Salmon Jean-Marc, 29 jours de révolution. Histoire du soulèvement tunisien, 17 décembre 2010-14 janvier 2011

Jordan Pinel
p. 346-348
Référence(s) :

Salmon Jean-Marc (2016) 29 jours de révolution. Histoire du soulèvement tunisien, 17 décembre 2010-14 janvier 2011, Paris, Les petits matins, 349 p., ISBN : 978-2-36383-198-9

Texte intégral

1S’attacher à décrire des faits contemporains maintes fois commentés par les médias et la sphère politique n’est pas chose aisée. C’est pourtant ce à quoi Jean-Marc Salmon s’est attelé dans cet ouvrage sur la révolution tunisienne de 2010-2011. L’ouvrage s’attache à la dimension historique des évènements et le sociologue commence d’ailleurs en introduisant par ces mots : « La première révolution du XXIe siècle s’est produite en Tunisie » (p. 11) mettant d’emblée le lecteur face à la portée historique des faits, en les situant dans le cours du temps. Seulement cinq ans après, peut-on avoir assez de recul sur ces évènements ? C’est la question que le lecteur peut se poser après la lecture de l’ouvrage. Cependant, c’est bien à partir d’une étude approfondie, constituée notamment d’entretiens avec près de quatre-vingt-dix acteurs de la révolution, que l’auteur montre à la fois la part d’improvisation du soulèvement tunisien, son caractère moderne et novateur par l’apport des nouvelles technologies et des réseaux sociaux, ainsi que sa rapidité. Le titre souligne bien ce dernier aspect : il aura fallu seulement vingt-neuf jours pour faire tomber un gouvernement installé depuis plus de vingt-trois ans.

2Si les conséquences de ces évènements sont bien connues par leur importante médiatisation, le détail de ces vingt-neuf jours et leurs causes dans la société tunisienne sont moins connus. À la fois chronologie commentée et bilan des évènements, la description faite par Jean-Marc Salmon, à travers de ces dix-neuf chapitres, donne une analyse plus poussée sur les origines et le déroulement de la révolution.

3Une première partie est consacrée à ce que l’auteur appelle « l’underground des révoltes » et s’attache à revenir sur les prémices de la révolution. Elle aborde notamment l’un des aspects novateurs des évènements tunisiens : l’influence des médias et des réseaux sociaux. L’importance de la « cyberdissidence » à partir de blogs est évoquée, puis celle de Facebook à partir de 2008, comme vecteur important de transmission de l’information et de critique du pouvoir. Dans le même ordre d’idée, les révélations de scandales et corruptions du pouvoir par Wikileaks ont contribué à désacraliser le pouvoir permettant un affrontement dans la rue. Puis, l’auteur s’attarde en première, puis en deuxième partie sur la ville de Sidi Bouzid et le déclenchement de la révolte le 17 décembre 2010 où l’immolation du marchand Mohamed Bouazizi a suscité la colère de la population envers les autorités locales abusant de leurs privilèges. « Le suicide du pauvre » selon les termes de l’auteur concerne près de 200 Tunisiens par an (car l’essence bon marché est facile à se procurer), mais là où l’acte est exceptionnel, c’est qu’il se déroule en public et devant le siège du pouvoir local, le désignant ainsi implicitement comme fautif et faisant le lien avec les abus de la police locale qui avait confisqué les denrées et la charrette du marchand. Sans succomber au registre dramaturgique, l’auteur met en avant l’émotion suscitée par l’acte suicidaire et qui a engendré un rassemblement spontané qui déclenchera une action organisée : la foule se donne de la force et on fait du marchand le martyr d’un système corrompu dont les plus pauvres sont exclus. Les canaux d’informations et de communication tels que Facebook, France 24 ou Al-Jazira font la suite en diffusant l’information.

== Consigne de l'exercice ==
Reproduisez fidèlement le passage du compte rendu qui commence par « 2Si les conséquences » et se poursuit jusqu'à « déroulement de la révolution. ». Veuillez vous fonder exclusivement sur le compte rendu.

[Lignes du jeu de données sur l'emplacement des objets]
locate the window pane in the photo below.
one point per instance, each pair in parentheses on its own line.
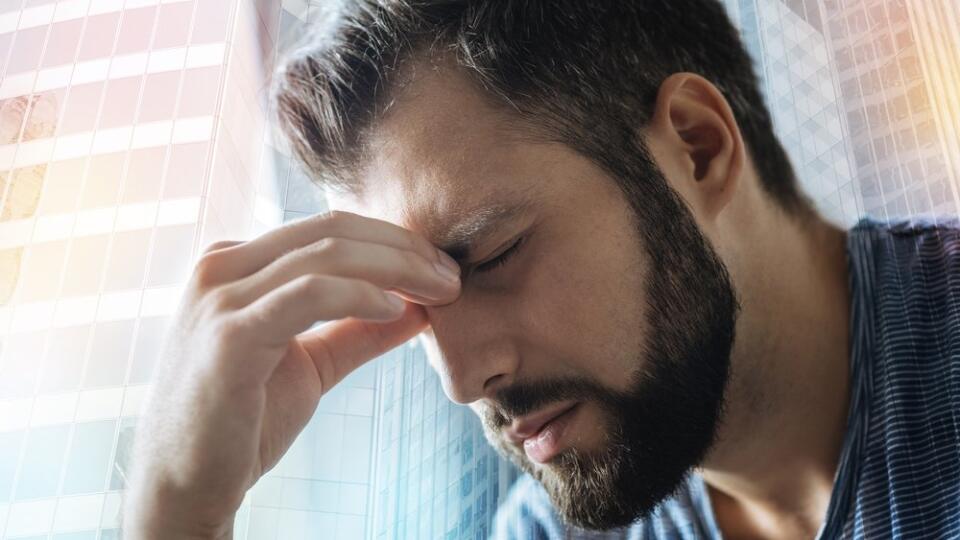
(172,248)
(159,96)
(40,471)
(107,365)
(128,260)
(89,457)
(199,94)
(27,46)
(136,27)
(102,187)
(64,360)
(87,255)
(185,171)
(120,102)
(62,43)
(80,112)
(173,25)
(99,36)
(143,175)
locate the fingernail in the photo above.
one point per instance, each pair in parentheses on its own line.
(396,302)
(446,272)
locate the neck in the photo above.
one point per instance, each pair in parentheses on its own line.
(771,472)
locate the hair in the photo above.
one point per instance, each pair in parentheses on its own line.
(584,73)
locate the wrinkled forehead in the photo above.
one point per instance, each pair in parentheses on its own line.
(440,155)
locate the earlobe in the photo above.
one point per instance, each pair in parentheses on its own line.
(700,127)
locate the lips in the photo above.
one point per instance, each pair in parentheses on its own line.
(530,425)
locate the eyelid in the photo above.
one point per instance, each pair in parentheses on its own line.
(500,258)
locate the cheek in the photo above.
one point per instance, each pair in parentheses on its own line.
(588,310)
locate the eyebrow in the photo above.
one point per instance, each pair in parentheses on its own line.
(461,239)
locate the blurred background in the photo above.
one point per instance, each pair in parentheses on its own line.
(135,132)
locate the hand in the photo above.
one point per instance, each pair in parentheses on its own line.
(239,377)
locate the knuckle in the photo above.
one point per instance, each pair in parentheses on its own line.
(333,248)
(335,217)
(220,244)
(218,301)
(313,284)
(226,330)
(208,268)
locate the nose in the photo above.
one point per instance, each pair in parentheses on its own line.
(473,360)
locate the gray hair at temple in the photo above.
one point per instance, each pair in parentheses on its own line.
(584,73)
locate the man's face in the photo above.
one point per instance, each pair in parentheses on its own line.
(628,338)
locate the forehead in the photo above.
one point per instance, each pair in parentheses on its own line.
(442,156)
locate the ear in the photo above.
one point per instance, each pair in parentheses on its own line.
(702,152)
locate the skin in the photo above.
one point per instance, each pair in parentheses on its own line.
(568,303)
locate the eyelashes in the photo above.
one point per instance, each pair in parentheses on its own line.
(501,259)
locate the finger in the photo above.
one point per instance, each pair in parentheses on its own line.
(251,256)
(341,347)
(220,245)
(385,266)
(275,318)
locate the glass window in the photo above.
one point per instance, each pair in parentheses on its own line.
(121,459)
(99,36)
(144,172)
(159,96)
(200,89)
(27,45)
(128,260)
(42,460)
(6,40)
(10,443)
(102,187)
(120,102)
(89,457)
(186,170)
(62,43)
(64,359)
(107,365)
(61,188)
(85,265)
(211,22)
(18,368)
(40,272)
(172,250)
(173,25)
(80,111)
(23,194)
(149,344)
(136,27)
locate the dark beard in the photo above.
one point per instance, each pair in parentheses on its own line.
(664,425)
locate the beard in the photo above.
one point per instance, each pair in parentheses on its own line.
(663,425)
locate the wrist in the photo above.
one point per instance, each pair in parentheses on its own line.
(149,518)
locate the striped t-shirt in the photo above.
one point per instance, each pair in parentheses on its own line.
(899,470)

== Corrigé proposé ==
2Si les conséquences de ces évènements sont bien connues par leur importante médiatisation, le détail de ces vingt-neuf jours et leurs causes dans la société tunisienne sont moins connus. À la fois chronologie commentée et bilan des évènements, la description faite par Jean-Marc Salmon, à travers de ces dix-neuf chapitres, donne une analyse plus poussée sur les origines et le déroulement de la révolution.